Chatterton escaped from the rugged realities of Bristol and London via medieval legends and arsenic; William Cowper fled from the London that Johnson loved into rural simplicity, religious faith, and periodic insanity. His grandfather was acquitted of murder and became a judge; his father was an Anglican clergyman; his mother belonged to the same family that had produced John Donne. She died when he was six, leaving him melancholy memories of fond solicitude; fifty-three years later, when a cousin sent him an old picture of her, he recalled, in a tender poem,146 the efforts she often made to calm the fears that darkened his childhood nights.

From those indulgent hands he passed, in his seventh year, to a boarding school where he became the timid fag of a bully who spared him no humiliating task. He suffered from inflammation of the eyes, and for years he had to be under an oculist’s care. In 1741, aged ten, he was sent off to Westminster School in London. At seventeen he began three years’ service as clerk in a solicitor’s office in Holborn. He was ripe now for romance; as his cousin Theodora Cowper lived nearby, she became the idol of his daydreams. At twenty-one he took quarters in the Middle Temple, and at twenty-three he was admitted to the bar. Disliking law, and timid before courts, he fell into a mood of hypochondria, which was deepened when Theodora’s father forbade her any further association with her cousin. Cowper never saw her again, never forgot her, and never married.

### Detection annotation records
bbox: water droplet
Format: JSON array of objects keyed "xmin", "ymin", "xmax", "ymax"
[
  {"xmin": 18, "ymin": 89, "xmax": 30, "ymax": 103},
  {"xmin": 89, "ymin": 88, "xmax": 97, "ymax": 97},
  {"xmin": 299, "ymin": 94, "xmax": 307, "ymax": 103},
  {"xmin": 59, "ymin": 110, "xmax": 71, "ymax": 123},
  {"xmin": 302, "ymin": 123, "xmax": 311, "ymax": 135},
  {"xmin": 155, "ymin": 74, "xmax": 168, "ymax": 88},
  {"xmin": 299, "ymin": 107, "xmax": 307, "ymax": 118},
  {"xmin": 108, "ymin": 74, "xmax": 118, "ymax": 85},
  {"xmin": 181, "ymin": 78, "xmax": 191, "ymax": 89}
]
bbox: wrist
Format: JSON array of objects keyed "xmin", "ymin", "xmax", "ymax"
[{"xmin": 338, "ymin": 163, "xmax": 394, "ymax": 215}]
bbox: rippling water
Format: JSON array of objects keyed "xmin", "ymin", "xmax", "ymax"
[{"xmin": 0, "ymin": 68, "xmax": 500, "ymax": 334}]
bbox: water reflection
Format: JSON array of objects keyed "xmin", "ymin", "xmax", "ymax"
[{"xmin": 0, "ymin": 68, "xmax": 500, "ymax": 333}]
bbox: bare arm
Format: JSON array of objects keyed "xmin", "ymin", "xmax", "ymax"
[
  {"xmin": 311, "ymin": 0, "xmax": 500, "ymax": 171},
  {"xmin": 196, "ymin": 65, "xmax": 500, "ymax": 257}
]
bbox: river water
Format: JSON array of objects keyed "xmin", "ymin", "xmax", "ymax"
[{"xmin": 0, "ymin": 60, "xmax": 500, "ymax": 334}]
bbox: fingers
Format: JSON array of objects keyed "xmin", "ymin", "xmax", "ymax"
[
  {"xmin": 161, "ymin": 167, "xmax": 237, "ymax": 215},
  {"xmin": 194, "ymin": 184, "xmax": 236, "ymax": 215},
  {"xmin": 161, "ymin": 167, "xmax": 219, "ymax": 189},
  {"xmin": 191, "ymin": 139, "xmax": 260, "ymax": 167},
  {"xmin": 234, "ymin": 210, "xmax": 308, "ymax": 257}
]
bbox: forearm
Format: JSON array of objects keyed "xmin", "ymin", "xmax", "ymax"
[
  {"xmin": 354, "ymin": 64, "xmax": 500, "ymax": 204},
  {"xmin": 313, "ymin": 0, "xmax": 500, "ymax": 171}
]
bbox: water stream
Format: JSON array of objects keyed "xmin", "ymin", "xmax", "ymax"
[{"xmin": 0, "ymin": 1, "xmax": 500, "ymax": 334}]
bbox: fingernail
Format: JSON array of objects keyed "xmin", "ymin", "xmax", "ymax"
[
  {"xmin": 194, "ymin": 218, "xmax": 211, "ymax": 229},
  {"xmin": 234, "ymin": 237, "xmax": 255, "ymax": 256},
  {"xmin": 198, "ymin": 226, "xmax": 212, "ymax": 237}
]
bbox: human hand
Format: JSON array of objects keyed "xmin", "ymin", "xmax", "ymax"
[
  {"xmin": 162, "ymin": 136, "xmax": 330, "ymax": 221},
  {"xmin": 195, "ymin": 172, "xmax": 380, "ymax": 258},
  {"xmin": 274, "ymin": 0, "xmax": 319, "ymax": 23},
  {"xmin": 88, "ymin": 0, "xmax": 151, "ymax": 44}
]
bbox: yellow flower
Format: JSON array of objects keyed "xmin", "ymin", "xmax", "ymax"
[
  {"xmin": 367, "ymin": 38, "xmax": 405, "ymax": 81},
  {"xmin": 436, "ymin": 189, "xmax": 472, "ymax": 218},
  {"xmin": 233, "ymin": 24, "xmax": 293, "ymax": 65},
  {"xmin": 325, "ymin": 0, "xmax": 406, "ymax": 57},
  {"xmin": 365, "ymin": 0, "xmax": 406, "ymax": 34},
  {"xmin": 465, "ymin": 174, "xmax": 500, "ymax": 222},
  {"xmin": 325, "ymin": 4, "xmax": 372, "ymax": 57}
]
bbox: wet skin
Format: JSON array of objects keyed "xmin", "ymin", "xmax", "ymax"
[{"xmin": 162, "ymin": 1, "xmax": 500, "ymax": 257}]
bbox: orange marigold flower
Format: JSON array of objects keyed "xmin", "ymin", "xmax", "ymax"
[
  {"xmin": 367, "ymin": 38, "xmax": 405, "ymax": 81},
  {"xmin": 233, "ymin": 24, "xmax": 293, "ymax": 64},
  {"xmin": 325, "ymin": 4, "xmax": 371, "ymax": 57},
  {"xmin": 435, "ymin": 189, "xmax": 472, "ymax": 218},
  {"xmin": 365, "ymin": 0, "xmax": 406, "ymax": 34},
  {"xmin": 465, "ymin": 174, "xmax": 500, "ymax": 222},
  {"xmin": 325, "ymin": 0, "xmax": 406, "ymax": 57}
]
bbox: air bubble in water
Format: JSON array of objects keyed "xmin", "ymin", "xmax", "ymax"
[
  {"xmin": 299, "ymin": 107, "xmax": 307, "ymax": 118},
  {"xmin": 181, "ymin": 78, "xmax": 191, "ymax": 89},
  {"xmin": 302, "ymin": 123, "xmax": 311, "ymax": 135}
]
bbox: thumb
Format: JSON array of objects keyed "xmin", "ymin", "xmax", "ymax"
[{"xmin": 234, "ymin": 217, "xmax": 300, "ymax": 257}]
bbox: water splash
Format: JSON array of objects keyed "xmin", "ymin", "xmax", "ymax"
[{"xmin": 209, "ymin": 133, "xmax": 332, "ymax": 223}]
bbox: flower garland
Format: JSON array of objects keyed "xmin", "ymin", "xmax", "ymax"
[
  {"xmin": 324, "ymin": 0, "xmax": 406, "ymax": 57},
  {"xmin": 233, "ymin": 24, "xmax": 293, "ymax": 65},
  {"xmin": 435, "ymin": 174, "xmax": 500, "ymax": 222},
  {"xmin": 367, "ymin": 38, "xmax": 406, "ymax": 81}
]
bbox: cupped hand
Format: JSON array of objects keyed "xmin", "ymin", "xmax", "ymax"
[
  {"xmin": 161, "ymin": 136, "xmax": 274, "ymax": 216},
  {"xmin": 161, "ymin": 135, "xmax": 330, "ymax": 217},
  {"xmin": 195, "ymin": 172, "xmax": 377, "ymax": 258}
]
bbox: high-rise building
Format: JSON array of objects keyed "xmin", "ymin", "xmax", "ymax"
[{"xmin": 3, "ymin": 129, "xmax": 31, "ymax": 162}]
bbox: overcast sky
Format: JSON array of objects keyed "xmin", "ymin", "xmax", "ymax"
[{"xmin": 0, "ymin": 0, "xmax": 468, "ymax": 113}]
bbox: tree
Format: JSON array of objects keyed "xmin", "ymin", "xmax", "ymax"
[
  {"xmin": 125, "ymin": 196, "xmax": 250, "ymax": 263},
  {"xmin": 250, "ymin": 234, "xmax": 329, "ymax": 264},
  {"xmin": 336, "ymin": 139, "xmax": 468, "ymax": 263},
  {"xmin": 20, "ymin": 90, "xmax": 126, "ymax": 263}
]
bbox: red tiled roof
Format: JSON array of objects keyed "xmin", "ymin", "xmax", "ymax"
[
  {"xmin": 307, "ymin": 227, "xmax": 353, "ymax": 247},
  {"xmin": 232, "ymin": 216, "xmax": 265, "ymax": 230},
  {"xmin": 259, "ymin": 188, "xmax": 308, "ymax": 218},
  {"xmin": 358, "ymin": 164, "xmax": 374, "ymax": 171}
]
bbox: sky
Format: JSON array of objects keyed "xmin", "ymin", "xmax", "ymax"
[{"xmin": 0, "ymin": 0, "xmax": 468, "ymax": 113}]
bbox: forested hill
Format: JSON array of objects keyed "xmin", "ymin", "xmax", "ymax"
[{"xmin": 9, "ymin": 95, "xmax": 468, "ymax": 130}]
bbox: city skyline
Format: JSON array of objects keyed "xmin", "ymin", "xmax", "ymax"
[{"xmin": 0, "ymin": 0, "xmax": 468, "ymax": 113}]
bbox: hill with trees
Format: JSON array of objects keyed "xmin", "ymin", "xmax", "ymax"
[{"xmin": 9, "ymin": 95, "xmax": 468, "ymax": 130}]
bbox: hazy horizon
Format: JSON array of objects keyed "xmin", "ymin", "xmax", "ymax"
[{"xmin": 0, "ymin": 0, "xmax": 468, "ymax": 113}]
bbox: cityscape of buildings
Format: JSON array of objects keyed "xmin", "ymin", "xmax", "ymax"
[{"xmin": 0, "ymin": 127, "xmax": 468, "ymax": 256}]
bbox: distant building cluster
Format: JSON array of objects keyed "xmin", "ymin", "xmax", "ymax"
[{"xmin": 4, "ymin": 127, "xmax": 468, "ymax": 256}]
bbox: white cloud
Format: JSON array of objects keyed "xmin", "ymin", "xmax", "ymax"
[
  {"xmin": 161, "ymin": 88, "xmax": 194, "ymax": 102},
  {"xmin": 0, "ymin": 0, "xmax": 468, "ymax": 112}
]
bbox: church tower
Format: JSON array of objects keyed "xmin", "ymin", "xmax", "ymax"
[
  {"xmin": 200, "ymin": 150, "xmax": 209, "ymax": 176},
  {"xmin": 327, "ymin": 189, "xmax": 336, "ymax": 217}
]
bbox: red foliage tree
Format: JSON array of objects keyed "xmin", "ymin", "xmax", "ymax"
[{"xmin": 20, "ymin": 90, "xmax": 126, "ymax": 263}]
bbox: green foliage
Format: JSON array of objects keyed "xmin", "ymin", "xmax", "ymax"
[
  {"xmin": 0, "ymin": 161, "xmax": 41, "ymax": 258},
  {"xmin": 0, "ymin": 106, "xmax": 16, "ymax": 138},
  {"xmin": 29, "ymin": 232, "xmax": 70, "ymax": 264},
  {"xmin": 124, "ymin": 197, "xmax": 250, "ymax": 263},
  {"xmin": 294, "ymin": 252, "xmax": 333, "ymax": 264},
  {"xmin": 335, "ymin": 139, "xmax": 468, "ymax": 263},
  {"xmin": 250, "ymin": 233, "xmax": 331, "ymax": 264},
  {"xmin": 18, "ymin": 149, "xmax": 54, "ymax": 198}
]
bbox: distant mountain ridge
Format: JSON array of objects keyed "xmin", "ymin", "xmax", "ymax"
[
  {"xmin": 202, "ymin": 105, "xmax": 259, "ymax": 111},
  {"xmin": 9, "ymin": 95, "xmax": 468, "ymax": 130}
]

...

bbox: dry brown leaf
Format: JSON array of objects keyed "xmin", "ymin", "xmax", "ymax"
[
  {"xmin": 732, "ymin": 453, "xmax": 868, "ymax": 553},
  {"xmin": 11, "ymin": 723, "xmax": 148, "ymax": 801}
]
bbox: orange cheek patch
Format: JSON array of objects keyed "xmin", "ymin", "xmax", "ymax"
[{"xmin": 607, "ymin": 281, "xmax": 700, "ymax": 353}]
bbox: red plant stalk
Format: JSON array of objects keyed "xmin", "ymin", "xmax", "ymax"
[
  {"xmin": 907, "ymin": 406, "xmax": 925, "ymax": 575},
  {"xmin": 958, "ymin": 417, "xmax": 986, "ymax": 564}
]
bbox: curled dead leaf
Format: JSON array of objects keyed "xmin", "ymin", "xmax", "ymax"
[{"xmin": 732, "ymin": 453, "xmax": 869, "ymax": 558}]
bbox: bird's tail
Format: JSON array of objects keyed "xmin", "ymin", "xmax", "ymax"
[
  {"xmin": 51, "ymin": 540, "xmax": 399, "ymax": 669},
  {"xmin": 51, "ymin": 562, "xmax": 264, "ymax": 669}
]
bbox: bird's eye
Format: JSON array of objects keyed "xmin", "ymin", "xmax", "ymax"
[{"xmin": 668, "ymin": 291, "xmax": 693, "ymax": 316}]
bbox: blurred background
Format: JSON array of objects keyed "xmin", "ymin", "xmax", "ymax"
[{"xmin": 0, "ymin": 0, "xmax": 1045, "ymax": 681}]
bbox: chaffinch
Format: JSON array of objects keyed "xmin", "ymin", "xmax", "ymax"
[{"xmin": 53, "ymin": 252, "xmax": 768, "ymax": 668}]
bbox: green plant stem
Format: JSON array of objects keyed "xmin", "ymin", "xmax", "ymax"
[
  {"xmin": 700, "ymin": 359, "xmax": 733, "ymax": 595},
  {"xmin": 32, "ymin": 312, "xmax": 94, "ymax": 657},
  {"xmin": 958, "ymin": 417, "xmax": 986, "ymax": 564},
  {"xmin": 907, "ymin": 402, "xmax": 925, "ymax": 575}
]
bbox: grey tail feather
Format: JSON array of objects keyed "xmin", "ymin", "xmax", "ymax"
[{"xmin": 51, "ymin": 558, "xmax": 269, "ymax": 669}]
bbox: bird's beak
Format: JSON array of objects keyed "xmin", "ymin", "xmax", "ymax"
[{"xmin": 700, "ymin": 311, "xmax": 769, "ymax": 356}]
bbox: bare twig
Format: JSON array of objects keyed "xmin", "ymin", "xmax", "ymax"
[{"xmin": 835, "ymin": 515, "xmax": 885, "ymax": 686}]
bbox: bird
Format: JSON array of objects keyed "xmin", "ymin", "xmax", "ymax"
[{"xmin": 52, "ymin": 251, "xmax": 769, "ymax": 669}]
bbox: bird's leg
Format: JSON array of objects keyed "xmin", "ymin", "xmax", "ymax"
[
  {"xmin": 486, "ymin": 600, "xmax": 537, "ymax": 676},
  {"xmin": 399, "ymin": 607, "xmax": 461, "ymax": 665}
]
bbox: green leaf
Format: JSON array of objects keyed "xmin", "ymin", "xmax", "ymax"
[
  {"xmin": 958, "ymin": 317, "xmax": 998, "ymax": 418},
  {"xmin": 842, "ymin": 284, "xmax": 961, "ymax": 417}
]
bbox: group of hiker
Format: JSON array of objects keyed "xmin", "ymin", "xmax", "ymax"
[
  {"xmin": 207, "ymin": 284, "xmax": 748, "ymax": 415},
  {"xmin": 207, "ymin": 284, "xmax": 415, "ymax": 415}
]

...

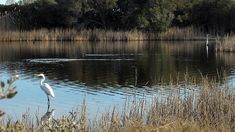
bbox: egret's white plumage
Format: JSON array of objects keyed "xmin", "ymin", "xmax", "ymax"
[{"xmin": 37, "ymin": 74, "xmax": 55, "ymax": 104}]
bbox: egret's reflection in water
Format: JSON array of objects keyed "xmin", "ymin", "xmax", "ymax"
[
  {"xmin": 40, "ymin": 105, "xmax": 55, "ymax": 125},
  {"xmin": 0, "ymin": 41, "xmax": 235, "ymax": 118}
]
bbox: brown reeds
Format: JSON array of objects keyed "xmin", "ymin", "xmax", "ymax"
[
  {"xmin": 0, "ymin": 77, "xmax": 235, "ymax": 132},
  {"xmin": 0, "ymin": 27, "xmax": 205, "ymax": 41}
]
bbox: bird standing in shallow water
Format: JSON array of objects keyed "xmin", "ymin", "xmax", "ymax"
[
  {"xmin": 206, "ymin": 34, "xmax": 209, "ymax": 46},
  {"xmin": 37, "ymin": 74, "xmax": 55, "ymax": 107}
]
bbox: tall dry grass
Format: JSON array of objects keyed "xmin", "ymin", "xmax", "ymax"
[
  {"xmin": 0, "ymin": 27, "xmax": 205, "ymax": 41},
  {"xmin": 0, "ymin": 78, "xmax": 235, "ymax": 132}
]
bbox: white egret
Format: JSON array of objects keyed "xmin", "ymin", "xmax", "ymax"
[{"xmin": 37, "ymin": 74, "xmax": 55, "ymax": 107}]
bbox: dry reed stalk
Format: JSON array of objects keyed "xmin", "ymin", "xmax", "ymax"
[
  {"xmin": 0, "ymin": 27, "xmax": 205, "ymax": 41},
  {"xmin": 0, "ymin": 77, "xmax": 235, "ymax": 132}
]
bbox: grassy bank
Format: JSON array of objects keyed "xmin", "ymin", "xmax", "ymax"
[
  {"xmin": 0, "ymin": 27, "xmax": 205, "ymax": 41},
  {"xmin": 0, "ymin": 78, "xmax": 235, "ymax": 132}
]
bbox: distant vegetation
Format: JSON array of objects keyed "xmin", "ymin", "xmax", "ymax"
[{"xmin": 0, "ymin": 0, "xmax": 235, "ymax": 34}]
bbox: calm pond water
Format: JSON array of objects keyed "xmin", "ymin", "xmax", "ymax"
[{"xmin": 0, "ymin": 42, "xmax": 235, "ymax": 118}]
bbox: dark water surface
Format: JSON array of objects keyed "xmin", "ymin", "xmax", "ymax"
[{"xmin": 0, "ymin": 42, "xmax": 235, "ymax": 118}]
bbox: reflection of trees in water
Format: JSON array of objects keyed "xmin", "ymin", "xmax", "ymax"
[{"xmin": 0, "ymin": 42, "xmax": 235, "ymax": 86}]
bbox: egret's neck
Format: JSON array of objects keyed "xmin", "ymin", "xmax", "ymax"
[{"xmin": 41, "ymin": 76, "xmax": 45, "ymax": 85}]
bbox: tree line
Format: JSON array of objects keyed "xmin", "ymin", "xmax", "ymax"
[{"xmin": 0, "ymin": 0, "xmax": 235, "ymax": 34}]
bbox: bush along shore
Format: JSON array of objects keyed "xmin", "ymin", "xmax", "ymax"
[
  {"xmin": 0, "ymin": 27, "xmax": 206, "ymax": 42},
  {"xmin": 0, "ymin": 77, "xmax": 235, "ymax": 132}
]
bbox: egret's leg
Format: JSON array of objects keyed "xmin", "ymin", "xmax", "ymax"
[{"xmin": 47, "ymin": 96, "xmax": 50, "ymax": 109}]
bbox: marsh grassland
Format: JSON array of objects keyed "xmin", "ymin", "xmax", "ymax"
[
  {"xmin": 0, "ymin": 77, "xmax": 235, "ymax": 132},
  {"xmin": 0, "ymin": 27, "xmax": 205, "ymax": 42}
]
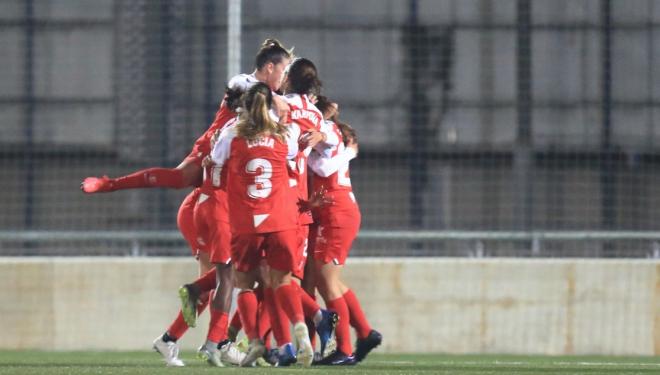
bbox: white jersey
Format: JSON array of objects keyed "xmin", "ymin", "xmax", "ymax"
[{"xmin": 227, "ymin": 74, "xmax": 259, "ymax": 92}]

### Written tasks
- a) Copy the passage on William Cowper word for word, from "Chatterton escaped from" up to and including "his childhood nights.".
- b) Condense the paragraph of the passage on William Cowper that opens with "From those indulgent hands" into a short bulleted list of its main facts.
The listing is not needed for anything here.

### Answers for this exercise
- a)
Chatterton escaped from the rugged realities of Bristol and London via medieval legends and arsenic; William Cowper fled from the London that Johnson loved into rural simplicity, religious faith, and periodic insanity. His grandfather was acquitted of murder and became a judge; his father was an Anglican clergyman; his mother belonged to the same family that had produced John Donne. She died when he was six, leaving him melancholy memories of fond solicitude; fifty-three years later, when a cousin sent him an old picture of her, he recalled, in a tender poem,146 the efforts she often made to calm the fears that darkened his childhood nights.

- b)
- In his seventh year, Cowper went to a boarding school, where he was the timid fag of a bully.
- He suffered from inflammation of the eyes and was under an oculist's care for years.
- In 1741, aged ten, he was sent to Westminster School in London.
- At seventeen he began three years as a clerk in a solicitor's office in Holborn.
- His cousin Theodora Cowper lived nearby and became the idol of his daydreams.
- He took quarters in the Middle Temple at twenty-one and was admitted to the bar at twenty-three.
- He disliked law and was timid before courts, and he fell into hypochondria. It deepened when Theodora's father forbade her any further association with him.
- He never saw her again, never forgot her, and never married.